#### [WRITTEN EXERCISE]
Please set down, unchanged, the lines starting with the one that contains "Batch processing job — object class: wall-mounted" and ending with the one that contains "378 408 476 523", both included.
___ DATA FOR PROCESSING
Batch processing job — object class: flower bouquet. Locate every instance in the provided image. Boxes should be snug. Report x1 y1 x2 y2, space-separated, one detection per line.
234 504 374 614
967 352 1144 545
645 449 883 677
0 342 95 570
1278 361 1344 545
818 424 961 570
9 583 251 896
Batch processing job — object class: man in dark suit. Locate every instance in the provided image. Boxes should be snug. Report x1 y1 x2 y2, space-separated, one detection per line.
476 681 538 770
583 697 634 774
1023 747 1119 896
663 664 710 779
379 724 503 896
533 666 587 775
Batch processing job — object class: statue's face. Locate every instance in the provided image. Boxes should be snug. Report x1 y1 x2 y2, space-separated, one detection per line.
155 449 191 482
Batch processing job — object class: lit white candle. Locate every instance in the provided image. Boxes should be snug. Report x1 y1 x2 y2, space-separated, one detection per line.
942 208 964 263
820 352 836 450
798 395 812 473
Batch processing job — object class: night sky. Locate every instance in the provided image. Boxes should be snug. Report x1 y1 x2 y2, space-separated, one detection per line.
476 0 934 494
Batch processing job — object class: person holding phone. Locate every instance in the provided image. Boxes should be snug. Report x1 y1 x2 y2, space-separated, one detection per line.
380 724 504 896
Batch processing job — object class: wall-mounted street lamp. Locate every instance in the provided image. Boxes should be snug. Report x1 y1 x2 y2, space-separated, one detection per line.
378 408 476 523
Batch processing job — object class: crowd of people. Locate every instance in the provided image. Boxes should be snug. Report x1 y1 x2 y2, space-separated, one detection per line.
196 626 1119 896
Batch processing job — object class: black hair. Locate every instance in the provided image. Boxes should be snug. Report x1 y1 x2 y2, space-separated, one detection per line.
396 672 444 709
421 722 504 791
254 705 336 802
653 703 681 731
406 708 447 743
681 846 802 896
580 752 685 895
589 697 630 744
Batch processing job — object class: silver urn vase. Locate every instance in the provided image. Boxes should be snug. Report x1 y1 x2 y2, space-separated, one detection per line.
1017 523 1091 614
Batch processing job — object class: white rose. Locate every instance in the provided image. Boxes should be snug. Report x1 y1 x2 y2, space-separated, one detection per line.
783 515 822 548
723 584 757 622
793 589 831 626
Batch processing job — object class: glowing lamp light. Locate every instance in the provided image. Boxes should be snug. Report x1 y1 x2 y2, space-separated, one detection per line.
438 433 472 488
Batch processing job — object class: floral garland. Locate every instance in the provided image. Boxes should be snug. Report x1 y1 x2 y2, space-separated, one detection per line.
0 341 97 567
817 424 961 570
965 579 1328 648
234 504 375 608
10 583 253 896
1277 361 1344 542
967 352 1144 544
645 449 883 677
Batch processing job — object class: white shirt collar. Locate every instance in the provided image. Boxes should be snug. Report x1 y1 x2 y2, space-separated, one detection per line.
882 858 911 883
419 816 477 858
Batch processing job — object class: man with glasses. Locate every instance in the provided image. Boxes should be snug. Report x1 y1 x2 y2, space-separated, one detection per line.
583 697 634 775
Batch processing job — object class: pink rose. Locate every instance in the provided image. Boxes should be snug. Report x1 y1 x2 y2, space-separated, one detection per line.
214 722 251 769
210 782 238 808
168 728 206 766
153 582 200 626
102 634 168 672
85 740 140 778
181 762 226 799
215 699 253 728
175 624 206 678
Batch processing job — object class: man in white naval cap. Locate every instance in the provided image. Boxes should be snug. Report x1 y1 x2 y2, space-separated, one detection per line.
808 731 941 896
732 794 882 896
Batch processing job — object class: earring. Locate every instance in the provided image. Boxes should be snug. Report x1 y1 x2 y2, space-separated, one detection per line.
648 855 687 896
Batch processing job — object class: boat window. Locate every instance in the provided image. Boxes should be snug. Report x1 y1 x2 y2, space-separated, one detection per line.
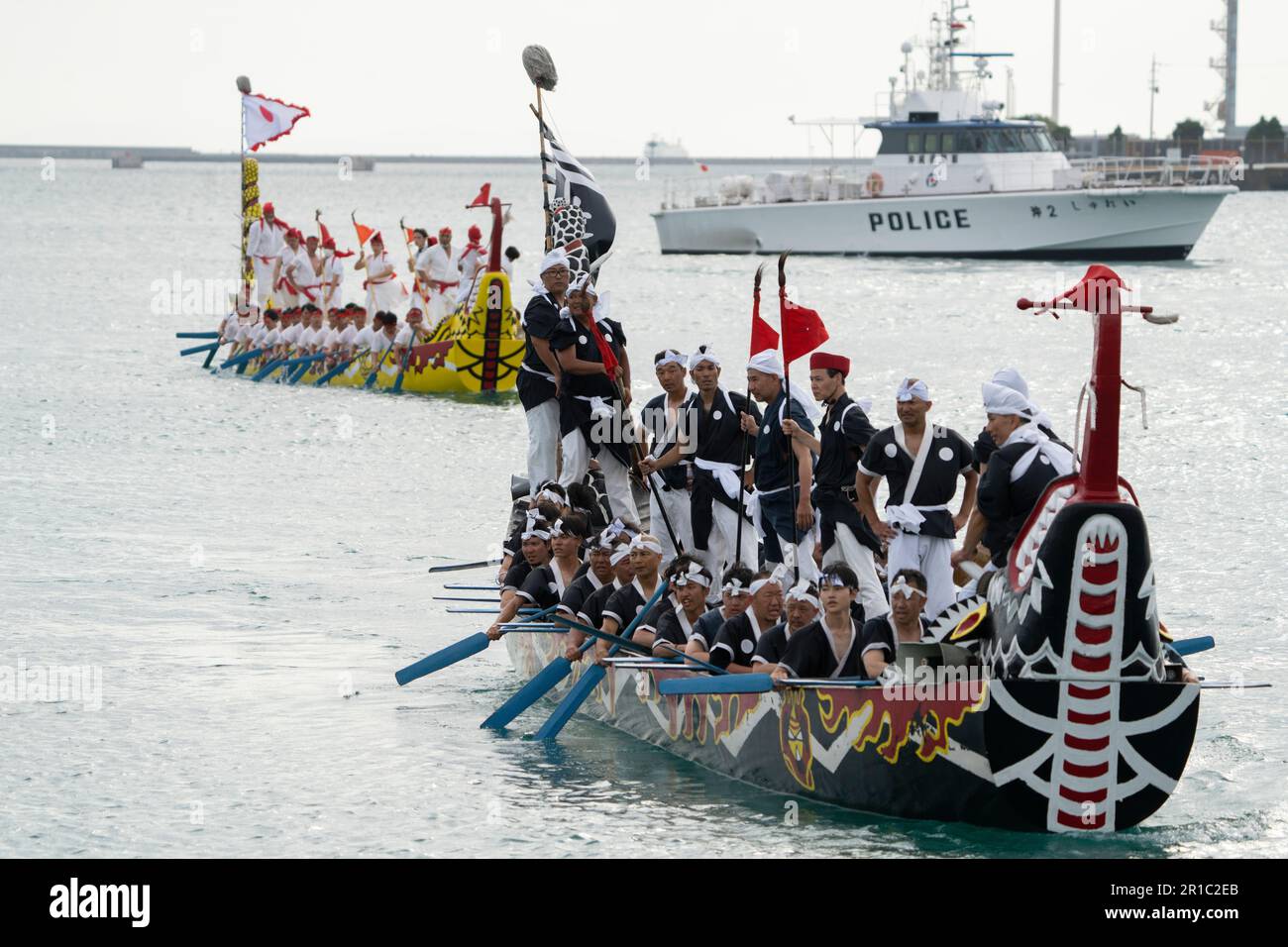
877 129 907 155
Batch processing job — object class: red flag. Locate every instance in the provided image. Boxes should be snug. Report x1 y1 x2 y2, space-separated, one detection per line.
751 287 778 355
353 220 376 246
778 290 827 365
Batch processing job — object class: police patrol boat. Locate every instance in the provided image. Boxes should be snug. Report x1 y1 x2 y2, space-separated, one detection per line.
653 1 1237 261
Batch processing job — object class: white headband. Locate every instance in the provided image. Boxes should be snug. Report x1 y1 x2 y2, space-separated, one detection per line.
631 533 662 556
787 579 821 609
980 381 1033 420
671 562 711 588
690 346 720 371
890 576 926 601
894 377 930 401
537 246 568 273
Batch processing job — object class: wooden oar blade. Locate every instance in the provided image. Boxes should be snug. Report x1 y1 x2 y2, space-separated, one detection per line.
657 674 774 695
394 631 490 685
536 664 604 740
480 656 572 730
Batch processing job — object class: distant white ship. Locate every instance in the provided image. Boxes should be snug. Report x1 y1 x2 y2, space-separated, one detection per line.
644 133 693 164
653 0 1236 261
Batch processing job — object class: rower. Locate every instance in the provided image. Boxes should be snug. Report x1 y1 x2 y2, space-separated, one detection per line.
952 368 1073 577
862 569 935 678
773 562 865 682
640 346 761 575
684 563 754 661
246 201 290 309
353 232 407 312
595 532 662 659
640 349 693 561
271 227 300 309
486 514 587 642
407 227 438 312
711 566 786 674
783 352 890 617
564 532 635 661
961 381 1073 571
550 274 639 520
322 236 353 312
394 307 430 364
515 248 568 492
652 556 711 657
751 577 818 674
557 523 617 620
426 227 461 325
857 378 979 617
742 351 819 579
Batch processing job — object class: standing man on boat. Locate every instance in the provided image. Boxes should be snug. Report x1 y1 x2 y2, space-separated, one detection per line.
515 248 568 494
857 377 979 617
954 381 1073 571
742 351 819 579
640 346 761 575
783 352 890 618
271 228 300 309
641 349 690 567
550 274 639 522
246 201 290 310
426 227 461 325
353 232 407 313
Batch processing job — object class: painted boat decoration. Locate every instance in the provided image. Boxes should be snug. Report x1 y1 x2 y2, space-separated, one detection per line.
491 266 1201 832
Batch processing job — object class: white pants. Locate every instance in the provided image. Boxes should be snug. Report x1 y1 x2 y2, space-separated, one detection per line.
743 517 819 582
823 523 890 618
693 502 759 599
648 479 693 562
525 398 559 496
559 430 638 523
886 530 957 618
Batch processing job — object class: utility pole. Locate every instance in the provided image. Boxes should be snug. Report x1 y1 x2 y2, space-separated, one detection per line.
1149 53 1158 145
1051 0 1060 125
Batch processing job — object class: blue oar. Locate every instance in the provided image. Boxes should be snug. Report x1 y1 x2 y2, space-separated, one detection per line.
394 605 555 685
313 349 368 388
252 359 286 381
657 674 877 695
179 342 222 359
362 339 394 388
1172 635 1216 655
536 579 669 740
219 349 265 371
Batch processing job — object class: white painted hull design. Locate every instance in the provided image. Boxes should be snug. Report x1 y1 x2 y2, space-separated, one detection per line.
653 184 1237 261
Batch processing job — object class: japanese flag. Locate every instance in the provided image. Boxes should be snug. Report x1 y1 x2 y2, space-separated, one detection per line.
242 95 309 151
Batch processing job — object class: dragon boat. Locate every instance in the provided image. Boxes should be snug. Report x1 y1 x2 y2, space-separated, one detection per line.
183 197 525 394
503 266 1202 834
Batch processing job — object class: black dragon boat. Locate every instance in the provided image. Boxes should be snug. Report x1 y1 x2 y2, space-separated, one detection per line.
503 265 1201 832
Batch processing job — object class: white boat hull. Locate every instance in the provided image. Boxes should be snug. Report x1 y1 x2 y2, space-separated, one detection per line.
653 185 1236 261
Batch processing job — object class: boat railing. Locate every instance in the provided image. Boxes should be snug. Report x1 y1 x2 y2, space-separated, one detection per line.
1070 155 1241 188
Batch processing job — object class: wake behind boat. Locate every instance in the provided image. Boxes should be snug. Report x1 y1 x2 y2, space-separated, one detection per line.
653 0 1236 261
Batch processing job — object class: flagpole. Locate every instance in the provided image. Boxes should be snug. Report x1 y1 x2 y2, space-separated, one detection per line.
778 252 802 585
736 263 765 569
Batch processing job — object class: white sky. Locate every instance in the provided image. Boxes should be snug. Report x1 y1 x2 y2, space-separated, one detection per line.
0 0 1288 158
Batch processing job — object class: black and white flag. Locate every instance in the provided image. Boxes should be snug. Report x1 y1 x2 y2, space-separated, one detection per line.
542 126 617 275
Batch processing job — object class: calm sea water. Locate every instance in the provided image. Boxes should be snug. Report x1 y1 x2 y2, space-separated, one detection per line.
0 161 1288 857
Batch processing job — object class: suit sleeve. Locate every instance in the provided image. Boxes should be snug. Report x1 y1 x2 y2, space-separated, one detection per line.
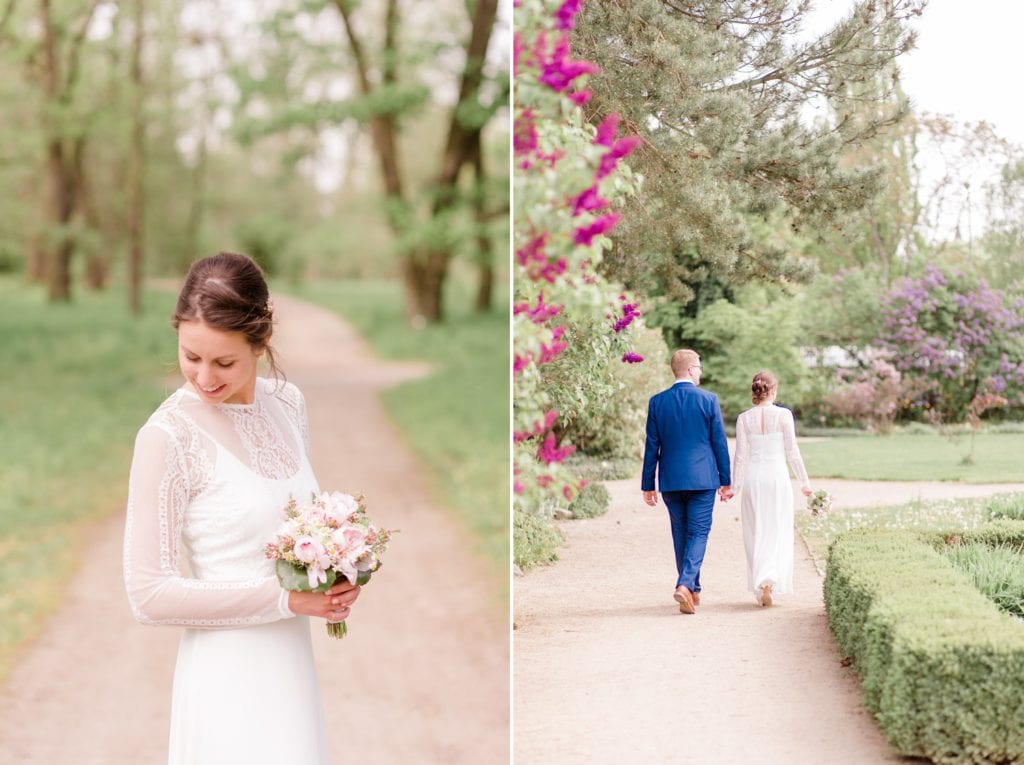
______
#### [SOLUTION BELOW]
Batch processing job — object class: wall-mounted street lamp. Locate every instance in the provided image. Boxes should be snug. Report x1 y1 x2 y2, space-separated, one detection per line.
378 408 476 523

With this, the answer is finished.